== Série de tâches ==
- 1) D'après le texte sur le financement des respirateurs de l'armée, quels cantons refusent de payer les appareils restés dans leur emballage ?
- 2) Poursuivez le texte sur le financement des respirateurs de l'armée à partir de sa dernière phrase.

== Passage extrait ==
===============

Mais cela reste trop cher pour les cantons, qui dénoncent tout le procédé de financement. "Il nous pose problème évidemment, dans la mesure où ces prix n'étaient pas annoncés avant leur mise à disposition", explique le conseiller d'Etat neuchâtelois Laurent Kurth mercredi dans La Matinale.

"Ce matériel n'a pas été utilisé et ce n'est pas du matériel qui peut être réutilisé de façon standard dans l'activité ordinaire d'un hôpital", poursuit-il. "Donc, assez clairement, le canton de Neuchâtel n'a pas l'intention d'honorer ce prix-là pour du matériel qu'il n'a pas utilisé".

Au cours de son enquête, la RTS a effectivement découvert que beaucoup des respirateurs commandés auprès de l’armée n’ont tout simplement pas servi. Et aujourd’hui le Valais, Fribourg, et Neuchâtel refusent de payer les appareils restés dans leur emballage. Ils prévoient d'ailleurs d'en rendre une très grande partie à l'armée.

Clairement une mission de crise de l'armée

Les cantons avancent encore un autre argument: quand l’armée intervient à titre subsidiaire lors de catastrophe naturelle, elle ne facture pas son intervention. "Le Conseil fédéral s'est exprimé très clairement en disant que les structures communales et cantonales n'avaient pas droit, dans toute une série de domaines, aux aides fédérales qui étaient prévues et réservées aux acteurs privés, renvoyant à leurs responsabilités chacune des collectivités", fait remarquer Laurent Kurth.

"L'armée, c'est clairement le niveau fédéral", rappelle-t-il. "Et par conséquent son intervention, quand elle intervient dans ce que l'on reconnaît comme sa mission de base, celle du renfort en cas de crise aux entités civiles, doit être assumée par le budget fédéral dans une logique plus de cohérence que de confrontation entre les intérêts cantonaux et les intérêts fédéraux".

De l'avis du canton de Vaud, la Confédération devrait effectivement prendre en charge la totalité ou du moins une partie des coûts.

===============

== Extraits des fiches ==
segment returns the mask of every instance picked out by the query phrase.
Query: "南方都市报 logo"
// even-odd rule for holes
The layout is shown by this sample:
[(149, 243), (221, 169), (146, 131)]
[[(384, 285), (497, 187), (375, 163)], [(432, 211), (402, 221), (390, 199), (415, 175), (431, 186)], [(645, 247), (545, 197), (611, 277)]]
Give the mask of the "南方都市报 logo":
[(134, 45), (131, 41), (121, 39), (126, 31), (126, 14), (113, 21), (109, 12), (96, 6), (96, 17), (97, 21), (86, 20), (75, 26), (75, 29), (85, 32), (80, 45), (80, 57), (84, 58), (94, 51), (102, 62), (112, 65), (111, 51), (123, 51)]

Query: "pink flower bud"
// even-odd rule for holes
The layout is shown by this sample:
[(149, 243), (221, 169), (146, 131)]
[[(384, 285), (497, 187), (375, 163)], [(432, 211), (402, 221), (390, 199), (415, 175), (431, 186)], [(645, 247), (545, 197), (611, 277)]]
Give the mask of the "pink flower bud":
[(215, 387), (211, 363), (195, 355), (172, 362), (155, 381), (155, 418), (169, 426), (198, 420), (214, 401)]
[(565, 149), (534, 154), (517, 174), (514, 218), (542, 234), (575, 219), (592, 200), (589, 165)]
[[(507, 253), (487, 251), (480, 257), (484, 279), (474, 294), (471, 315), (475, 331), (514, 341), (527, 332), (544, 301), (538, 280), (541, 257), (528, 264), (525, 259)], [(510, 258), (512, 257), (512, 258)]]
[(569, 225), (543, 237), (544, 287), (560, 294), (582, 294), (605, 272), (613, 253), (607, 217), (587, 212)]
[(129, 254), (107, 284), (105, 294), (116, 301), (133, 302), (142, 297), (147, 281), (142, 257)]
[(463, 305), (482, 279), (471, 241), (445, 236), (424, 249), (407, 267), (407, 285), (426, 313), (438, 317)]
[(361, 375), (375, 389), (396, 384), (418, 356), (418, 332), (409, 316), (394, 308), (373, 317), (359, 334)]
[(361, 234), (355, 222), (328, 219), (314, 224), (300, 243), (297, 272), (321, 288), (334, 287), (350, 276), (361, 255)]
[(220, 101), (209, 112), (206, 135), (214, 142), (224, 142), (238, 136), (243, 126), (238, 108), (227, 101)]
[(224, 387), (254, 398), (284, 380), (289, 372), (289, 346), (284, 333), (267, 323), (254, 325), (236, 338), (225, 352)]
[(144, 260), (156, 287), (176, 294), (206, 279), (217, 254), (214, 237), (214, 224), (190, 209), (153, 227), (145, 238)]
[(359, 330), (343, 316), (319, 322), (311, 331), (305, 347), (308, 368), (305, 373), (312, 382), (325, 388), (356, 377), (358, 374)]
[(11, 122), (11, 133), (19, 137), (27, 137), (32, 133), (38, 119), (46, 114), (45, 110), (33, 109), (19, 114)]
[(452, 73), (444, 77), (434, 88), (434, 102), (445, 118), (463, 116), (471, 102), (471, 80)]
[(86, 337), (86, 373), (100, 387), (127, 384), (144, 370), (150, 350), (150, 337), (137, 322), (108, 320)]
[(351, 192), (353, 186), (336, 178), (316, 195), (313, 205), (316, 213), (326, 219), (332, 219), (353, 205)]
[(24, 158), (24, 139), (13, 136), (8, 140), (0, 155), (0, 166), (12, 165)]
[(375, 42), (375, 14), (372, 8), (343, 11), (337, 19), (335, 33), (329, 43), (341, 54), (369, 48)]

===============

== Réponses dans l'ordre ==
- 1) Le Valais, Fribourg et Neuchâtel.

- 2)
Berne veut se défaire de ses respirateurs

De son côté le Département fédéral de la défense (DDPS) part du principe que les appareils commandés par les cantons resteront chez eux. Dans un email, le DDPS précise que des respirateurs seront repris uniquement "dans des cas exceptionnels justifiés". En clair, tout renvoi de ces appareils doit être mûrement réfléchi et argumenté, notamment dans la perspective d'une deuxième vague de la pandémie, avertit l'armée.

Quant aux critiques cantonales sur les prix des respirateurs, le DDPS indique qu’il compte bien encaisser les 10'000 francs pour la location d'un appareil, même s'il n'a pas servi. Sur le prix de vente, le département précise que les 30'000 francs proposés comprennent déjà plusieurs rabais, celui du fabricant plus un geste de presque 11'000 francs de la Confédération. En clair, Berne vend ces respirateurs à perte pour éviter de se retrouver avec des centaines d'appareils renvoyés par les cantons. 

Les besoins des cantons surévalués?

Cette situation pose la question de la quantité de biens médicaux achetée au début de la pandémie. Dans l’urgence et par précaution, l’armée a-t-elle surévalué les besoins des cantons? Les avait-elle consultés avant de commander notamment 1200 respirateurs et des centaines de millions de masques?

Pour l’heure, il est difficile de le savoir. Le DDPS prépare un rapport sur ses différents achats. Il sait aussi à quel point ces dépenses en matériel sont observées de très près par le Parlement.